━━━ Record list
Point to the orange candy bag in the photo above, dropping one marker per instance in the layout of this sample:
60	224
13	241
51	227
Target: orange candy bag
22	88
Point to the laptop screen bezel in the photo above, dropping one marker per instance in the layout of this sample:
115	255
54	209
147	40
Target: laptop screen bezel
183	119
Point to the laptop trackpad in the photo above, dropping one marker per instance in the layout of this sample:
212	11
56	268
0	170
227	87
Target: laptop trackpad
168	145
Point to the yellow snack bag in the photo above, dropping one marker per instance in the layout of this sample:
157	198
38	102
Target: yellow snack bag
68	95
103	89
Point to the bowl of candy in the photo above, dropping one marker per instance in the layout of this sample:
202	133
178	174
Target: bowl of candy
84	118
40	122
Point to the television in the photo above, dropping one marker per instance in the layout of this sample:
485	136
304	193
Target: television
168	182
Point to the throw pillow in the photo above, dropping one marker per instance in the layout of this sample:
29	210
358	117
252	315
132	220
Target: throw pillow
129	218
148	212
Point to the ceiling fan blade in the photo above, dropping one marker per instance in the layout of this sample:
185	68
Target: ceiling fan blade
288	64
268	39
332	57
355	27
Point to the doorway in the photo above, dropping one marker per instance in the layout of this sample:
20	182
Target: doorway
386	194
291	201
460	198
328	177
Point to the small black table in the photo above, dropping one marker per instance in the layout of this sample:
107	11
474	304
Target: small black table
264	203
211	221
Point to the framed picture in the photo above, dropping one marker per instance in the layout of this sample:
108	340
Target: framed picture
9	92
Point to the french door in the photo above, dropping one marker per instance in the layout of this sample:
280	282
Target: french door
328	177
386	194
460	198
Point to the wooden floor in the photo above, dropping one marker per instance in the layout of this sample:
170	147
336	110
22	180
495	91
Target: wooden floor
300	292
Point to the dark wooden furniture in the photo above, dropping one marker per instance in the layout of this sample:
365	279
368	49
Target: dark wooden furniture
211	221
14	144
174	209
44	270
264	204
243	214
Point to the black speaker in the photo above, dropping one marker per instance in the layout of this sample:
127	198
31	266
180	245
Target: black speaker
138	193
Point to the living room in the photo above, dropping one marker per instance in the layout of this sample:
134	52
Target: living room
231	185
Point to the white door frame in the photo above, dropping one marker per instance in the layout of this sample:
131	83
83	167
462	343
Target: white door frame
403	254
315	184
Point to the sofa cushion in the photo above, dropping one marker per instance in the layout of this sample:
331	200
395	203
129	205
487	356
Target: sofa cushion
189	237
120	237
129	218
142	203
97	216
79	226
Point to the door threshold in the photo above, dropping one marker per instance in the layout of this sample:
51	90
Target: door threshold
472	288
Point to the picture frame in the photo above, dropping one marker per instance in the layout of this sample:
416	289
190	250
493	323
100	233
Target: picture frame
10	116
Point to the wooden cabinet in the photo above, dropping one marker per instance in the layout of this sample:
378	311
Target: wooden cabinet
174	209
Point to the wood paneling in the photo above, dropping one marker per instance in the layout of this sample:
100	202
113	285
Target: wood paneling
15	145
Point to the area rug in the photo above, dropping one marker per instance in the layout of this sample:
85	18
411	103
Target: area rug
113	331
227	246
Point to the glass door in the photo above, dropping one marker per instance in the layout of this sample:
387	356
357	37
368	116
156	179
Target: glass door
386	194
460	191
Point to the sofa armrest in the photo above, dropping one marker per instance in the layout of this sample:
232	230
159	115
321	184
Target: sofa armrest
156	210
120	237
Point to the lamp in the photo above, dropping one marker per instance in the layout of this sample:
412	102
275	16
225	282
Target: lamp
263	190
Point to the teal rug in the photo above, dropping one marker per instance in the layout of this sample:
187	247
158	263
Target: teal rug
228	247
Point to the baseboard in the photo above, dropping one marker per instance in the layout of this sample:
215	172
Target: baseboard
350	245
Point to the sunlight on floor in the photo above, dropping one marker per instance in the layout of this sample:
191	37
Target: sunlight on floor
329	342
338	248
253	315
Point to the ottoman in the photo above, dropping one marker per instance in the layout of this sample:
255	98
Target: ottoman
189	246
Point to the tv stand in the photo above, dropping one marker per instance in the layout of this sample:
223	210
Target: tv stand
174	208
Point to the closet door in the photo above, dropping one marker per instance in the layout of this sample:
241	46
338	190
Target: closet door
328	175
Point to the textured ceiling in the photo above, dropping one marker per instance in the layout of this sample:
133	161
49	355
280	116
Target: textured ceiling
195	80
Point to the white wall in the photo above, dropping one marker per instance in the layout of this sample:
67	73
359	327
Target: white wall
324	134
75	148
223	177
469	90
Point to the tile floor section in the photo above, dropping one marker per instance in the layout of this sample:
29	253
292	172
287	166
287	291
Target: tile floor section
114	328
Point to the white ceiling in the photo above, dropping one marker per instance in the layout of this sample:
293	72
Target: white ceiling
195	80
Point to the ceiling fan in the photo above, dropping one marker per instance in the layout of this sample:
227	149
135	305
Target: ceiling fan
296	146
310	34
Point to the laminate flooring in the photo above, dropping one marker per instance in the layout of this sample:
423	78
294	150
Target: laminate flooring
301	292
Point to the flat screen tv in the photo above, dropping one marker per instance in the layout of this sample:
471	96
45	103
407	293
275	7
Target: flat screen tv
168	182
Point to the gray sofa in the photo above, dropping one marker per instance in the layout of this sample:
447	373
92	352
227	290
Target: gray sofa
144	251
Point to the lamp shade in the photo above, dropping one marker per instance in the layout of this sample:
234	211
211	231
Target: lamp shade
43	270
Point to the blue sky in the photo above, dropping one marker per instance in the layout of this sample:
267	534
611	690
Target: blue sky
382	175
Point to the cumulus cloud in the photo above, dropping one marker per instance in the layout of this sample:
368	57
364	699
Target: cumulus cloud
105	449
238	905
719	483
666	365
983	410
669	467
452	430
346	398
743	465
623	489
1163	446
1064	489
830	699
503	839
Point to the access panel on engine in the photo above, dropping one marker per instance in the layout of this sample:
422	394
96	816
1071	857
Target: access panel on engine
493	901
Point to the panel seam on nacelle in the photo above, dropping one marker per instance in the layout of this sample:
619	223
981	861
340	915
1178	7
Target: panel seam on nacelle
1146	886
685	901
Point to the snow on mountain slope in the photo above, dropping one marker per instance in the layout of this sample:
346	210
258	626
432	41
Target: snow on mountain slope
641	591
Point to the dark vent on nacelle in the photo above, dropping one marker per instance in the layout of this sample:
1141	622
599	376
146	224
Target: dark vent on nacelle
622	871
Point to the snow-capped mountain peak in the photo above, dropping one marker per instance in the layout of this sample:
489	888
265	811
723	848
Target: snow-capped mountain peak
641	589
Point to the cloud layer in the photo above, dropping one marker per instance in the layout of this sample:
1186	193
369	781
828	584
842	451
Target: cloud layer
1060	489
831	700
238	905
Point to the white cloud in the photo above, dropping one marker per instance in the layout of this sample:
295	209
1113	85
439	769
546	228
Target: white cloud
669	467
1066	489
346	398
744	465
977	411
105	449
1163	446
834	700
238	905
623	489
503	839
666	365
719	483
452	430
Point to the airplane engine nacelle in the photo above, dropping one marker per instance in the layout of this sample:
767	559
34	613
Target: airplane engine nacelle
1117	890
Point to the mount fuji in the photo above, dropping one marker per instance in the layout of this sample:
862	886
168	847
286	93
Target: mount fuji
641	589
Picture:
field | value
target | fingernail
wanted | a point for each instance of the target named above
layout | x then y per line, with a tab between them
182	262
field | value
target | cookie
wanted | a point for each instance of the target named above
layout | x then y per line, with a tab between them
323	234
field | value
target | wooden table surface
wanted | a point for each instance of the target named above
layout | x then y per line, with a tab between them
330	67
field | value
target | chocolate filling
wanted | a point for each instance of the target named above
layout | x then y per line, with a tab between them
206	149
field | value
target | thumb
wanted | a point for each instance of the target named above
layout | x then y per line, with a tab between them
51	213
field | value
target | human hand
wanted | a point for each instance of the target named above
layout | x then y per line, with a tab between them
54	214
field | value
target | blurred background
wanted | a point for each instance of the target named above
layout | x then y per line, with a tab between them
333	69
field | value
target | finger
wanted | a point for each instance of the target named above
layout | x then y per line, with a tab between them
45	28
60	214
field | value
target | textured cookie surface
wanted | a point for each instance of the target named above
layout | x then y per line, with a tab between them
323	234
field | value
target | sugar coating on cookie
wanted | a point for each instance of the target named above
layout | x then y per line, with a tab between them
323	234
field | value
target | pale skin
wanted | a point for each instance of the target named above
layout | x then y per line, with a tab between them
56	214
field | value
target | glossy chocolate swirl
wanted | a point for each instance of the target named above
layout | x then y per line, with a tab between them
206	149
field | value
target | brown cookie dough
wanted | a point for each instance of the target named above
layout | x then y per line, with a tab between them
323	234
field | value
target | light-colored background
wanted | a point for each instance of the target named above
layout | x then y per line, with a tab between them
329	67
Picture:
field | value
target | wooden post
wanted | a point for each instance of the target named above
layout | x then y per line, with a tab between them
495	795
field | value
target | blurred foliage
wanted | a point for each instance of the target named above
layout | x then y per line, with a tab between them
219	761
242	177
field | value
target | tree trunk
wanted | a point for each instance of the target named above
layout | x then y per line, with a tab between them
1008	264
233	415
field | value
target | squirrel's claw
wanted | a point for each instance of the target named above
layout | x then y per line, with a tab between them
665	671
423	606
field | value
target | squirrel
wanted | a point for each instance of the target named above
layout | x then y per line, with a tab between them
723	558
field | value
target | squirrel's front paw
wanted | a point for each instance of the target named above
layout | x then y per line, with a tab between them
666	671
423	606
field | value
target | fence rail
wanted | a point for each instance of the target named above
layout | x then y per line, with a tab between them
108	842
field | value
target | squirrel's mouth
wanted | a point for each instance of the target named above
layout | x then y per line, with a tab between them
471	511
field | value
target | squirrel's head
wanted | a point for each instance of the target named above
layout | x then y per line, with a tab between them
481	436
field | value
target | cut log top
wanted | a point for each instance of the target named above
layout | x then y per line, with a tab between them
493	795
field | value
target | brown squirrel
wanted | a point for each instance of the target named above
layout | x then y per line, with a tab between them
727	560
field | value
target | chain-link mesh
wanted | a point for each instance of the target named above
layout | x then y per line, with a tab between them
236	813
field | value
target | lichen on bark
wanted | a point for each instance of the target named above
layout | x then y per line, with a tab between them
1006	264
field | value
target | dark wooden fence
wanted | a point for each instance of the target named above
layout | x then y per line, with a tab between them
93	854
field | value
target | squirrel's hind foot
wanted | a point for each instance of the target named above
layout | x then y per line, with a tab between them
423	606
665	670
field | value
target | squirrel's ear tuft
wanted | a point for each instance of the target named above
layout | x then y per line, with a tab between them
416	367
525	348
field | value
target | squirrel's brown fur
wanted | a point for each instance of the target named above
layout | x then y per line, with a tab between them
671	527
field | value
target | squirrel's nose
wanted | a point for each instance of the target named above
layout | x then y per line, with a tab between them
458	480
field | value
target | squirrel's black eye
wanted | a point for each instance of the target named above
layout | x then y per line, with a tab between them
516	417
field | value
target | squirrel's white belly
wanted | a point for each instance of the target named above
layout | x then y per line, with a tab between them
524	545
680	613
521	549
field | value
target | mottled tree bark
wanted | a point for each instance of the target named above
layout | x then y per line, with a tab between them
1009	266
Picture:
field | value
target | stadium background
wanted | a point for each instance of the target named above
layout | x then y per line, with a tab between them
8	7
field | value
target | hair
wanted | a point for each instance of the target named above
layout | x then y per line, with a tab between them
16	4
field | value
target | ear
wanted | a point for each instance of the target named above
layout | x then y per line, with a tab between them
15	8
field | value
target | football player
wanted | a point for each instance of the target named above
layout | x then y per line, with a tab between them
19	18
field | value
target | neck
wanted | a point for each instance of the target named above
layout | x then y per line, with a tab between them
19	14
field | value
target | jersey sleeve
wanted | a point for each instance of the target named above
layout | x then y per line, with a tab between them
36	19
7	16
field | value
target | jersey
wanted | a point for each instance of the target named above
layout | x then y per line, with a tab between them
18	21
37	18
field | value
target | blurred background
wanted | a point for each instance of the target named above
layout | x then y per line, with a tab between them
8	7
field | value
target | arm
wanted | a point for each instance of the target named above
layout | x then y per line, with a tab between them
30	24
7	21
━━━━━━
Collect every line of the material above that contains the word "armrest". Case counts.

Reply:
Point to the sofa armrest in the photo above, dropping one marker per instance in the layout of this sample:
Target: sofa armrest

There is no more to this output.